Improving Automatic Polyp Detection Using CNN by Exploiting Temporal Dependency in Colonoscopy Video

• Published in: IEEE journal of biomedical and health informatics Vol. 24; no. 1; pp. 180 - 193
• Main Authors: Qadir, Hemin Ali, Balasingham, Ilangko, Solhusvik, Johannes, Bergsland, Jacob, Aabakken, Lars, Shin, Younghak
• Format: Journal Article
• Language: English
• Published: United States IEEE 01.01.2020; The Institute of Electrical and Electronics Engineers, Inc. (IEEE)
• Subjects: Algorithms; Artificial neural networks; Cancer; Colon; Colonic Polyps - diagnostic imaging; Colonoscopy; Colonoscopy - methods; computer aided diagnosis; Convolutional neural networks; Decision making; Detectors; false positive learning; Feature extraction; Frames (data processing); Humans; Image Interpretation, Computer-Assisted - methods; Medical diagnosis; Neural networks; Neural Networks, Computer; polyp detection; Proposals; Reduction; Sensitivity; temporal information; transfer learning; Video data; Video Recording - methods
• ISSN: 2168-2194; 2168-2208; 2168-2208
• DOI: 10.1109/JBHI.2019.2907434

Automatic polyp detection has been shown to be difficult due to various polyp-like structures in the colon and high interclass variations in polyp size, color, shape, and texture. An efficient method should not only have a high correct detection rate (high sensitivity) but also a low false detection rate (high precision and specificity). The state-of-the-art detection methods include convolutional neural networks (CNN). However, CNNs have shown to be vulnerable to small perturbations and noise; they sometimes miss the same polyp appearing in neighboring frames and produce a high number of false positives. We aim to tackle this problem and improve the overall performance of the CNN-based object detectors for polyp detection in colonoscopy videos. Our method consists of two stages: a region of interest (RoI) proposal by CNN-based object detector networks and a false positive (FP) reduction unit. The FP reduction unit exploits the temporal dependencies among image frames in video by integrating the bidirectional temporal information obtained by RoIs in a set of consecutive frames. This information is used to make the final decision. The experimental results show that the bidirectional temporal information has been helpful in estimating polyp positions and accurately predict the FPs. This provides an overall performance improvement in terms of sensitivity, precision, and specificity compared to conventional false positive learning method, and thus achieves the state-of-the-art results on the CVC-ClinicVideoDB video data set.

(Stored data entries)

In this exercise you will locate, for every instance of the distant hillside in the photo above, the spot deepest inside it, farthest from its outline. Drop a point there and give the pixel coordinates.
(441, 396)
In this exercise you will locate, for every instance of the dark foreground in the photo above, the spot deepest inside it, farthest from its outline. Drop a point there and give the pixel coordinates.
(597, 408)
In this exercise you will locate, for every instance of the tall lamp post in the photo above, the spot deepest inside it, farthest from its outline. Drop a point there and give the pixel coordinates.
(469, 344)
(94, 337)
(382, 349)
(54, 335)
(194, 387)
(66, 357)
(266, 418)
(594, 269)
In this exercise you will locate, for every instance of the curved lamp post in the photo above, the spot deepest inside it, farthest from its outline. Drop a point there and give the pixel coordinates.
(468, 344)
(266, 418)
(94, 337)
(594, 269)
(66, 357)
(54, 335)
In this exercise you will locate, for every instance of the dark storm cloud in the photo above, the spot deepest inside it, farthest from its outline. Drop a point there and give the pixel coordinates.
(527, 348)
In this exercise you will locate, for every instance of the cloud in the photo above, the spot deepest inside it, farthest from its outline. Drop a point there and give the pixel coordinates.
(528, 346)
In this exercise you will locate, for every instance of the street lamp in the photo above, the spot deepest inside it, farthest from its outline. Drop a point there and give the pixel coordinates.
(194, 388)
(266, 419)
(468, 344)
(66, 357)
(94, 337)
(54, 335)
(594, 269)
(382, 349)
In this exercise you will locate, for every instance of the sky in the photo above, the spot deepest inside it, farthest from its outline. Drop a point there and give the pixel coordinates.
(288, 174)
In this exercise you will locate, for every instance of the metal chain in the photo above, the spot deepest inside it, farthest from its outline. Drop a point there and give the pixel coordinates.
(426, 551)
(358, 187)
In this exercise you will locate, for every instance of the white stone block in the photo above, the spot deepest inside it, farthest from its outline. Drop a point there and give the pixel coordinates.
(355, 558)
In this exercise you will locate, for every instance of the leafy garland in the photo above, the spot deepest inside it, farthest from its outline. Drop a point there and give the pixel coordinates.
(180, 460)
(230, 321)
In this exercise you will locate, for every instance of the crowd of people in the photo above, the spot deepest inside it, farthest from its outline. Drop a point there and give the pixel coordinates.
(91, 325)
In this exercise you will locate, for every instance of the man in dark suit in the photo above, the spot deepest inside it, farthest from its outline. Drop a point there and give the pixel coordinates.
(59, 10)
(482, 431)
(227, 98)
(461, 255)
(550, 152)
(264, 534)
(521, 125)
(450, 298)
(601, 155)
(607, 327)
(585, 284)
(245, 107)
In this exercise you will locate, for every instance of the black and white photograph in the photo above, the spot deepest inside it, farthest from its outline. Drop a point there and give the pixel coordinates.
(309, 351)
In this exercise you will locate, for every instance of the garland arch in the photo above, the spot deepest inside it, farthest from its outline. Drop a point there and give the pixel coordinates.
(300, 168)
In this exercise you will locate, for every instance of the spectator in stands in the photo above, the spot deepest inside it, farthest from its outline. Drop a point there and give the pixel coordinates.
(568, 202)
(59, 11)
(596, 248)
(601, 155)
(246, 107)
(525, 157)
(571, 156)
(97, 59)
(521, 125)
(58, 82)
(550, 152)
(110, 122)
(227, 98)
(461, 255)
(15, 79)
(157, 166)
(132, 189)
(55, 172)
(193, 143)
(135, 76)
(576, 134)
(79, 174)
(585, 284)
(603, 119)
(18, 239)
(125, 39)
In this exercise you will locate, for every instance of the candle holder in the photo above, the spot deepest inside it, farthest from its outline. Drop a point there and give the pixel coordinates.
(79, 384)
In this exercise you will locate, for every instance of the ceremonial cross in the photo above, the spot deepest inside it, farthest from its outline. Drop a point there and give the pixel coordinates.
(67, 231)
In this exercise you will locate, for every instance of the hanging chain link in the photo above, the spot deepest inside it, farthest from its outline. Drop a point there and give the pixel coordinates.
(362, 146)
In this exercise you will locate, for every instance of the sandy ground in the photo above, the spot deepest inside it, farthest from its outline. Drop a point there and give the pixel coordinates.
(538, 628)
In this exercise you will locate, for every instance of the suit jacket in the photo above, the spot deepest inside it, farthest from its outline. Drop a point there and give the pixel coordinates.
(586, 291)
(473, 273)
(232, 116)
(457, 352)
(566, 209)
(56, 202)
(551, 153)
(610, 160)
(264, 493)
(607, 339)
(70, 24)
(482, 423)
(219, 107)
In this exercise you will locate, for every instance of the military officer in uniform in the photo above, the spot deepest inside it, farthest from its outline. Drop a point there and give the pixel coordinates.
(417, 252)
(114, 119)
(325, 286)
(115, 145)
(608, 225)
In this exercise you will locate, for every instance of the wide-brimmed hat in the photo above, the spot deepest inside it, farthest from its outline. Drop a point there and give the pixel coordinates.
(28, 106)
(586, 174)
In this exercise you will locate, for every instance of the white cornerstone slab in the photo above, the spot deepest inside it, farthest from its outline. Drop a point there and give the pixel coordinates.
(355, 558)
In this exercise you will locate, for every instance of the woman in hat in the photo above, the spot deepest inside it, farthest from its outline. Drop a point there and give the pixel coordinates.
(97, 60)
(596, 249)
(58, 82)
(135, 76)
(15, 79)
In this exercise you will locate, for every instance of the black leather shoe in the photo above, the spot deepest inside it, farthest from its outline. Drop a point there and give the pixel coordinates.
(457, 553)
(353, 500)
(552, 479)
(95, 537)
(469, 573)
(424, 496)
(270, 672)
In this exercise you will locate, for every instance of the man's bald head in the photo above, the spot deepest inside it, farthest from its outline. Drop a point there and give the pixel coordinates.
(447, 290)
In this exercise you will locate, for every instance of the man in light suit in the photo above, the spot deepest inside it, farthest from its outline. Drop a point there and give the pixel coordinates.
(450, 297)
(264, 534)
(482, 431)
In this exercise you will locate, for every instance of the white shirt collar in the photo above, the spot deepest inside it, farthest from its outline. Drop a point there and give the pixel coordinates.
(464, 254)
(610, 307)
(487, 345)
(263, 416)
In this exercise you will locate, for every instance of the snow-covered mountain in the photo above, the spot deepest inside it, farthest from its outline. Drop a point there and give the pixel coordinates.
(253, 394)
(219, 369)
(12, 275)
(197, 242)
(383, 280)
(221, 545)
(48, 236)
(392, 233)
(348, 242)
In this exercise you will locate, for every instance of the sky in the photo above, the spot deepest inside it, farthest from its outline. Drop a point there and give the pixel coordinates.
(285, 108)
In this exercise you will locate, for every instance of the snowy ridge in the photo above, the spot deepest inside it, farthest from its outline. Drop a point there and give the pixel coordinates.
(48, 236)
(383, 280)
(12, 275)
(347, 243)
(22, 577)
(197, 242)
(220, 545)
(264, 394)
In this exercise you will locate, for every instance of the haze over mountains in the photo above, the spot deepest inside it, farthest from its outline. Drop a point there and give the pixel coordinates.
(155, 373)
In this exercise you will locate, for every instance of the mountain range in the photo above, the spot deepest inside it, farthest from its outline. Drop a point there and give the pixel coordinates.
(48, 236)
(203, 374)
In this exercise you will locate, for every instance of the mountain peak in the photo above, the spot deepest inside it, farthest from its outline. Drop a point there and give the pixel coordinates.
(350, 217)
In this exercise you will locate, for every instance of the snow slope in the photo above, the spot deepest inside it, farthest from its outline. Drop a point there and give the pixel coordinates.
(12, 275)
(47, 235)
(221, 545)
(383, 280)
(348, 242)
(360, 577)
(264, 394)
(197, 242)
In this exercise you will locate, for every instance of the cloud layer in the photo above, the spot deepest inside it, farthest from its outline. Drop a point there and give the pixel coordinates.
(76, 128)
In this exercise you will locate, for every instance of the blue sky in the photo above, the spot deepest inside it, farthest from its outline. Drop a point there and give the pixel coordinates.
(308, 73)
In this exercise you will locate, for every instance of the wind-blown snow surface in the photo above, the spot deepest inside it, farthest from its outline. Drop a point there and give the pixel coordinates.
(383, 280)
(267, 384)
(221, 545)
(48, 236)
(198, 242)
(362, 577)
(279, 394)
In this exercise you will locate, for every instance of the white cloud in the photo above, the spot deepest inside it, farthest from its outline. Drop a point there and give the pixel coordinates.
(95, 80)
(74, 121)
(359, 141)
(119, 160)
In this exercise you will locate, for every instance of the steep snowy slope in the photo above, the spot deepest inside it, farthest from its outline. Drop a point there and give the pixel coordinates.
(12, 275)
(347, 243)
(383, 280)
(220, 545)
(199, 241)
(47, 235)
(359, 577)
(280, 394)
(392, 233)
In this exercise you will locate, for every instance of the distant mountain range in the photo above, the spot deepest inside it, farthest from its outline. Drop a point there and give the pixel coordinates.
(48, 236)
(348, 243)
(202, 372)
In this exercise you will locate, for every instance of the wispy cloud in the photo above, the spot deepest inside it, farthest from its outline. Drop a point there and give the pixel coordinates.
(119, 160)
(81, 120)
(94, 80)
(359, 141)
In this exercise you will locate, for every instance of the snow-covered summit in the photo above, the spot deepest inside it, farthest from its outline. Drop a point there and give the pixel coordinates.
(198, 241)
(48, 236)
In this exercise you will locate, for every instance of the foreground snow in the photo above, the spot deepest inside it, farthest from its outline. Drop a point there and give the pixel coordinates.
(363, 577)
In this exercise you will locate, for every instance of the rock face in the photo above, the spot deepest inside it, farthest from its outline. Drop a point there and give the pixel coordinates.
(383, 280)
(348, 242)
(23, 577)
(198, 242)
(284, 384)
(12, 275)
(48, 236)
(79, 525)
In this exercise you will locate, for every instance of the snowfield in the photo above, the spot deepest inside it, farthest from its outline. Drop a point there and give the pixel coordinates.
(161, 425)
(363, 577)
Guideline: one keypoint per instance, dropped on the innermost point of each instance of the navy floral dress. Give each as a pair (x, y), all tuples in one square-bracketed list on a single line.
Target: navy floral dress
* * *
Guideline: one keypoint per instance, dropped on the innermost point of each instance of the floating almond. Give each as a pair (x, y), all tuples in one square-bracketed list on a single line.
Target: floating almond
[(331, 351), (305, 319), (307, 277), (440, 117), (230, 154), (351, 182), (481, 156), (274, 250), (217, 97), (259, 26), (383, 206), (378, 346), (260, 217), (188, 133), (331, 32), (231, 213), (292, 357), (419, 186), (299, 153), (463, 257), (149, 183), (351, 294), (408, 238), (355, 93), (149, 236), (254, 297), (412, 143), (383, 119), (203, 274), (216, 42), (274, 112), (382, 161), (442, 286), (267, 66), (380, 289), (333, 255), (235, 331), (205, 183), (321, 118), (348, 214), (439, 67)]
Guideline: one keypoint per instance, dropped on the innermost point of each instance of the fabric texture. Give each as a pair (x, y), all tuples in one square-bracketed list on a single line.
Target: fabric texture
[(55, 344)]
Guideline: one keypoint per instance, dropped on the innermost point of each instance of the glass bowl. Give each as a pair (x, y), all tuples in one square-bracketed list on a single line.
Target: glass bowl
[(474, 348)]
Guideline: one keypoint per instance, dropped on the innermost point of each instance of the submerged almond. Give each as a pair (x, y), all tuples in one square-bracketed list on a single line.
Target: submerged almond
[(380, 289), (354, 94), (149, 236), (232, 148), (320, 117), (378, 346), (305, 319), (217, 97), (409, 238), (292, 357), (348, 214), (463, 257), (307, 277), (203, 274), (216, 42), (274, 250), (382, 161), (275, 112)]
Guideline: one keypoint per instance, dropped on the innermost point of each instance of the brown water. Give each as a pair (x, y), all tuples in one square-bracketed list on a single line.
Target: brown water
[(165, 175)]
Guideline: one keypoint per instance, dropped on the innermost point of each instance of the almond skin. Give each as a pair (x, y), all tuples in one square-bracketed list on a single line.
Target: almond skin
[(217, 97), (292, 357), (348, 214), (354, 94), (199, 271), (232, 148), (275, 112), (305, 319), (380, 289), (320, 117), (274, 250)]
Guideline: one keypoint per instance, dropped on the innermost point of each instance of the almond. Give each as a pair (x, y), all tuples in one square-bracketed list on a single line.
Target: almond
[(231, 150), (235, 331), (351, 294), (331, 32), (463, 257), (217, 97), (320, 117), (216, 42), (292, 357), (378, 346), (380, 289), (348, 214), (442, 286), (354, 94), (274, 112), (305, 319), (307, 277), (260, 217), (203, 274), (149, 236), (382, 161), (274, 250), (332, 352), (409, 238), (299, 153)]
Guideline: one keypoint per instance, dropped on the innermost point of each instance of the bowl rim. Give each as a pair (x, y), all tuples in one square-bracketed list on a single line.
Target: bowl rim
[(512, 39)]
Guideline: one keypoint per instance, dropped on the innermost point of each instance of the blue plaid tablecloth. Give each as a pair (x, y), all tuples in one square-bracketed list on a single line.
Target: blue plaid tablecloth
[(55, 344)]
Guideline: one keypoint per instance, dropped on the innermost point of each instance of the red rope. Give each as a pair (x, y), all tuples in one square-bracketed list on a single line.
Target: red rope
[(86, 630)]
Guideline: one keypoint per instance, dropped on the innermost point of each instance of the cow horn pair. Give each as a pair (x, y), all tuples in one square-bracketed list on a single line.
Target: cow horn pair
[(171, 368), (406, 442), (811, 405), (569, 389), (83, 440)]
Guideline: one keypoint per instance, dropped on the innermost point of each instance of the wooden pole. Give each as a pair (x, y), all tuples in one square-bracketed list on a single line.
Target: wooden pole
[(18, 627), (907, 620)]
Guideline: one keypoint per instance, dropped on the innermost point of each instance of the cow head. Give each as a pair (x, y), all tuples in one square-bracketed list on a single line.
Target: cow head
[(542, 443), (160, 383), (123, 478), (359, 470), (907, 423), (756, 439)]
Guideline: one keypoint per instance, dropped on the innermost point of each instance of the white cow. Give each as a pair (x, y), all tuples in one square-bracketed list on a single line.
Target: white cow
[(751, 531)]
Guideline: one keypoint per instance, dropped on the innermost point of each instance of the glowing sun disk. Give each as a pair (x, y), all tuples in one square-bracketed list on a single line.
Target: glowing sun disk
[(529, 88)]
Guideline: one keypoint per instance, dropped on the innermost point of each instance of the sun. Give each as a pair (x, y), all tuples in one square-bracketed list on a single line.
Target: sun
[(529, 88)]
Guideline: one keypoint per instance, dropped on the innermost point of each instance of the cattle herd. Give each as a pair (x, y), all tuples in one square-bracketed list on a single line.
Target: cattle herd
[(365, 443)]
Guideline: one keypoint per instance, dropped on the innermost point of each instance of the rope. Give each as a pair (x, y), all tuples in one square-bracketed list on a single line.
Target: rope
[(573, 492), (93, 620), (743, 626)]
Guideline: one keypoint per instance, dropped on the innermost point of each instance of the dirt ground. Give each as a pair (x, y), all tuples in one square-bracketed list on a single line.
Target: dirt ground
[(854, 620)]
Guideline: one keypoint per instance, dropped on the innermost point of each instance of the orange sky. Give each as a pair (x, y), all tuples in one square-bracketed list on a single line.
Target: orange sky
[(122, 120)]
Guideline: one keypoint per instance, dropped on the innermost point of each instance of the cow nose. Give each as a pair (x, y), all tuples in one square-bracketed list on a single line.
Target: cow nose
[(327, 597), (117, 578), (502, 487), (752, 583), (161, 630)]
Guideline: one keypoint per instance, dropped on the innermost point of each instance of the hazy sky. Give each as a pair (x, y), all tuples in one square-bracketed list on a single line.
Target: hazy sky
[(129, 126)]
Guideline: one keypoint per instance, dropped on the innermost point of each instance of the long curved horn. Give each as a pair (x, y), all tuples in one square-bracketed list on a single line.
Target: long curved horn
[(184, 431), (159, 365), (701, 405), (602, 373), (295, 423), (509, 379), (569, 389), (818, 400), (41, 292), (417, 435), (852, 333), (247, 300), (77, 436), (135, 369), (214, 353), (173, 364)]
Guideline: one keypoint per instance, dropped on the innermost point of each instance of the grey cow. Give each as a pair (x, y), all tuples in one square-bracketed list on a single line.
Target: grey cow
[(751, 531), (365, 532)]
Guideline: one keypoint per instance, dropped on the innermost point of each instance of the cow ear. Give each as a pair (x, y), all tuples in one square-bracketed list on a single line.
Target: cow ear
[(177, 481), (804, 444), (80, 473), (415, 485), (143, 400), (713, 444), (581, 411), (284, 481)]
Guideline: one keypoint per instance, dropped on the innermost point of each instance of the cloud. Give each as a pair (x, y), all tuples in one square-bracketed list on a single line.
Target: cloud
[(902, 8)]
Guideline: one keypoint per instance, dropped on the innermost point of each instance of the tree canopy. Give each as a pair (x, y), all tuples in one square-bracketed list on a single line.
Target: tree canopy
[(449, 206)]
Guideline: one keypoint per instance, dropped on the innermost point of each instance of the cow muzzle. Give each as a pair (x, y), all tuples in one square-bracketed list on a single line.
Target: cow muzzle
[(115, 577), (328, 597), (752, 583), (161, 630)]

*PROBLEM*
In the polyp detection article, rewrite the passage from "Improving Automatic Polyp" up to and including "Engineers, Inc. (IEEE)", changing "Journal Article" to "Conference Paper".

*FINISHED TASK*
Improving Automatic Polyp Detection Using CNN by Exploiting Temporal Dependency in Colonoscopy Video

• Published in: IEEE journal of biomedical and health informatics Vol. 24; no. 1; pp. 180 - 193
• Main Authors: Qadir, Hemin Ali, Balasingham, Ilangko, Solhusvik, Johannes, Bergsland, Jacob, Aabakken, Lars, Shin, Younghak
• Format: Conference Paper
• Language: English
• Published: United States IEEE 01.01.2020; The Institute of Electrical and Electronics Engineers, Inc. (IEEE)